» Written instruction 1
From the passage on memory request definitions, reproduce the text between "In this definition, we" and "not including Si(X).", inclusive.
» Written instruction 2
Rescale the records between the lines holding "Reviewer note. Check that each instance of the autumn" and "156), (404, 79)]", inclusive: give only those lines again, requests included, with each point coordinate in the answers multiplied by 1.15 and rounded to a whole number, halves rounded up.

Definition 5.1—Memory Request Initiating, Issuing, and Performing: A memory access request is initiated when a processor has sent the request and the completion of the request is out of its control. An initiated request is issued when it has left the processor environment and is in transit in the memory system. A Load is considered performed at a point in time when the issuing of a Store to the same address cannot affect the value returned by the Load. A Store on X by processor i is considered performed at a point in time when an issued Load to the same address returns the value defined by a Store in the sequence  $\{Si(X)\}+$ .

In this definition, we denote Load and Store accesses by processor i on variable X as Li(X) and Si(X), respectively. In a system where memory Store operations become "observable" at the same time for all processors, the Store events on one variable can be ordered based on the physical time at which they are performed. The notation  $\{Si(X)\}$  + is used to denote the sequence of Stores on X following the Store Si(X) and including Si(X) in the ordering based on the times when the Stores are performed. Similarly, the notation  $\{Si(X)\}$  - denotes the sequence of Stores on X preceding Si(X) but not including Si(X).

» Recorded information
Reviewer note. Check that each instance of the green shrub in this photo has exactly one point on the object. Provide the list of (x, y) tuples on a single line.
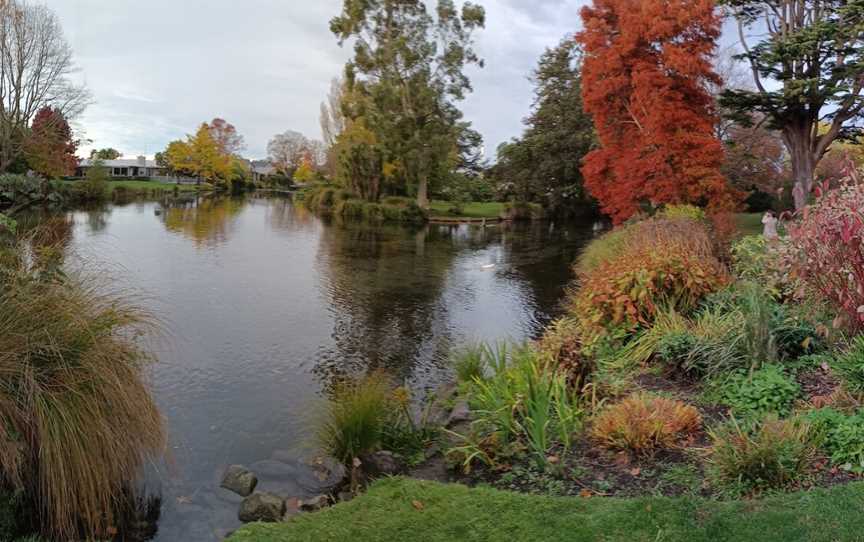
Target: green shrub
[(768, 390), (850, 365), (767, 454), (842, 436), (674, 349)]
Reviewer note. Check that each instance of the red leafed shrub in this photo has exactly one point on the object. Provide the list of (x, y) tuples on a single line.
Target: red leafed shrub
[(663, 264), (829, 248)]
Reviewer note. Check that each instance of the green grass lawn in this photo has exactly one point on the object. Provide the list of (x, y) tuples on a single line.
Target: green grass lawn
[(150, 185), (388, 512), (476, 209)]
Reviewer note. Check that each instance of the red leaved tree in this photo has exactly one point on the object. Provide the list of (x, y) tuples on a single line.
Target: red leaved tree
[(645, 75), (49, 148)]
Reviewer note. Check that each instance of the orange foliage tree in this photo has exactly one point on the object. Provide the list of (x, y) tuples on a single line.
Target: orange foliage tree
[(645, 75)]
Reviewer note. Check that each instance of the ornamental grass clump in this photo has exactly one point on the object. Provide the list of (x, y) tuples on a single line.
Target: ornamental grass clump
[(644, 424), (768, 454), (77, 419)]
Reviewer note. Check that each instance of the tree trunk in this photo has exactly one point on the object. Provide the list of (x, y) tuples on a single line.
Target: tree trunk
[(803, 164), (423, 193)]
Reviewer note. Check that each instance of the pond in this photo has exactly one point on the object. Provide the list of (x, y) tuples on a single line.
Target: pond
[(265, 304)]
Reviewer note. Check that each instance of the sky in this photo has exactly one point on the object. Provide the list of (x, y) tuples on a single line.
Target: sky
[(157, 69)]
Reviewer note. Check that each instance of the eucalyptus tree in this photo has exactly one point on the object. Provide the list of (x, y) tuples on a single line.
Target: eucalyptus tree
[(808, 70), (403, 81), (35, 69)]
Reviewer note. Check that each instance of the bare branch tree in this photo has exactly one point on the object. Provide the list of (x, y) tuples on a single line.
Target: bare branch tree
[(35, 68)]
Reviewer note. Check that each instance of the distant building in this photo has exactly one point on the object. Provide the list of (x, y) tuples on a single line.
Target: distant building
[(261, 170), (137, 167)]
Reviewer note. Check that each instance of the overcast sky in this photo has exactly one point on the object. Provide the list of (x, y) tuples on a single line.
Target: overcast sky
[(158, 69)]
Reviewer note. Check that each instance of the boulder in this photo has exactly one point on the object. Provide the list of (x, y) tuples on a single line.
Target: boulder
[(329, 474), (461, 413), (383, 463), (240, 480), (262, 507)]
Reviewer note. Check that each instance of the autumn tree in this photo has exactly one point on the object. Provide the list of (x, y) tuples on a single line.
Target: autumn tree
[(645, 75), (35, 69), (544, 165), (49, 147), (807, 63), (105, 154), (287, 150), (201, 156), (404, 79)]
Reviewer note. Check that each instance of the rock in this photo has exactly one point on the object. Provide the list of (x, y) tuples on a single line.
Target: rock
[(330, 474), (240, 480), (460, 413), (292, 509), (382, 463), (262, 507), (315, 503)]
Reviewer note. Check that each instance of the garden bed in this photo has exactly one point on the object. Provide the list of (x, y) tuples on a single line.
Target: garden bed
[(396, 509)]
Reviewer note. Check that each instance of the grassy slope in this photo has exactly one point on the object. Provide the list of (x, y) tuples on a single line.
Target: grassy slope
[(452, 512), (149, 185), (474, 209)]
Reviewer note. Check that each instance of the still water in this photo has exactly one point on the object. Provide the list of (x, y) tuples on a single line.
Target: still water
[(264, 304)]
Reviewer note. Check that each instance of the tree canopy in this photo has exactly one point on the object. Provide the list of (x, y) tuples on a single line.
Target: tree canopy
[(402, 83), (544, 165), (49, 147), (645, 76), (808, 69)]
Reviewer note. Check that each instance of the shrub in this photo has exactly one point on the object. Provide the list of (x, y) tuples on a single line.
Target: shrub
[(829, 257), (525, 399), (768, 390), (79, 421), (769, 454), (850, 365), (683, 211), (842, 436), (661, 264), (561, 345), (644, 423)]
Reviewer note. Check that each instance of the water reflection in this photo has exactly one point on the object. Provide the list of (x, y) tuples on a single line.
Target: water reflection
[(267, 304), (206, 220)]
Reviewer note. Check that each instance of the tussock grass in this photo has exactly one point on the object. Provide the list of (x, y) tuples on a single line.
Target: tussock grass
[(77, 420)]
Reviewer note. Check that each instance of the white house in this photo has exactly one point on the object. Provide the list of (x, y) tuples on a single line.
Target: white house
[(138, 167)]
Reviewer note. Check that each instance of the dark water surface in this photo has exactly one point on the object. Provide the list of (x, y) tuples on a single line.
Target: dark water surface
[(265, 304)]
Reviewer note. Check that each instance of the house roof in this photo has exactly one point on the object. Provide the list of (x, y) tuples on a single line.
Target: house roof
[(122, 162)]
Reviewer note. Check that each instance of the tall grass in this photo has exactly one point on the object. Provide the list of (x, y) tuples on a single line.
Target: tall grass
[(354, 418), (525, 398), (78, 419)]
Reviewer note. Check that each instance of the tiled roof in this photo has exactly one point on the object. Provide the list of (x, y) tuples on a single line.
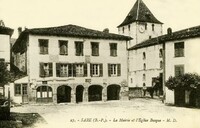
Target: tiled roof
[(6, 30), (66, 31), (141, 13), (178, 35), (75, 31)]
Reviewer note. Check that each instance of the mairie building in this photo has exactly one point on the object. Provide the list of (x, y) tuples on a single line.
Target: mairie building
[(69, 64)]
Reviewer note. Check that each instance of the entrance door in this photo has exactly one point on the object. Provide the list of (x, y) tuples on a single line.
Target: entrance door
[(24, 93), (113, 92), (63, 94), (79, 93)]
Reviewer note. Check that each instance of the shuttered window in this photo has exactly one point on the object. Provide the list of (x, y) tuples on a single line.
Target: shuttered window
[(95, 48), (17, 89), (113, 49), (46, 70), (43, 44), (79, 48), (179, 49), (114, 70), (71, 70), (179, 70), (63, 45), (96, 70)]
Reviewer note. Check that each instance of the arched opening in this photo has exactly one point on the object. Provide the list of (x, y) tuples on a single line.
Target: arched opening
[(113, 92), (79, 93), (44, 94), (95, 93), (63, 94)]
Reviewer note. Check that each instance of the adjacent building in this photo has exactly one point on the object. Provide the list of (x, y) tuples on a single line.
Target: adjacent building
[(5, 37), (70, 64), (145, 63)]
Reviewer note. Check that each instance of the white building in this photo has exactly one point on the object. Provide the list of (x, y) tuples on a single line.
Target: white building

» Correct response 1
In this definition, we denote Load and Store accesses by processor i on variable X as Li(X) and Si(X), respectively. In a system where memory Store operations become "observable" at the same time for all processors, the Store events on one variable can be ordered based on the physical time at which they are performed. The notation  $\{Si(X)\}$  + is used to denote the sequence of Stores on X following the Store Si(X) and including Si(X) in the ordering based on the times when the Stores are performed. Similarly, the notation  $\{Si(X)\}$  - denotes the sequence of Stores on X preceding Si(X) but not including Si(X).

» Correct response 2
Reviewer note. Check that each instance of the autumn tree in this photo has exactly one point on the object. Provide the list of (x, y) tuples on a single line.
Target: autumn tree
[(742, 86), (40, 79), (626, 190), (56, 169), (928, 72), (121, 177), (330, 173), (231, 179), (465, 91)]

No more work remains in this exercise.